Stated task:
Take the lines of the records below that run from the one containing "Plain rules. Mark every instance of the french" through the one containing "x=296 y=104", with both of those lines included, and arrange them as a JSON list of strings with one string per line. Leave out any blank lines, and include no other lines.

Available records:

--

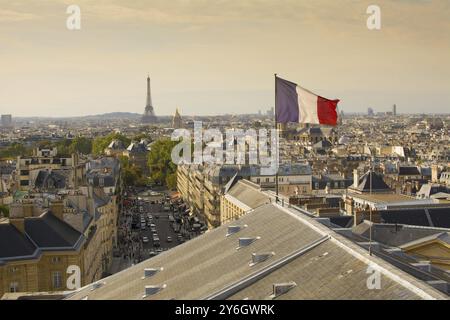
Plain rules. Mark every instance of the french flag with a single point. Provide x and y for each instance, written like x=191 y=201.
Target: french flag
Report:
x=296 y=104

--

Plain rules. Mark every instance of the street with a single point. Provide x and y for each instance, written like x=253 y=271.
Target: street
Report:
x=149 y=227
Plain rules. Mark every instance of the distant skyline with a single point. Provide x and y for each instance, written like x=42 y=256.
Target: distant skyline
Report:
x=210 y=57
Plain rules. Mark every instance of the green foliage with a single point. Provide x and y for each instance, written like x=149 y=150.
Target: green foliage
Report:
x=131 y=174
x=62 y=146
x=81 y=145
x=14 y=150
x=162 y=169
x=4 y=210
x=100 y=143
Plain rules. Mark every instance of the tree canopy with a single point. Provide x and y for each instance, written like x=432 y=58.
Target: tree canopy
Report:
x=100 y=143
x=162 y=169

--

Response to the task:
[
  "Plain rules. Mark every instance of the french flag with a single point. Provide x and y for each instance, written like x=191 y=201.",
  "Target: french flag",
  "Report:",
  "x=296 y=104"
]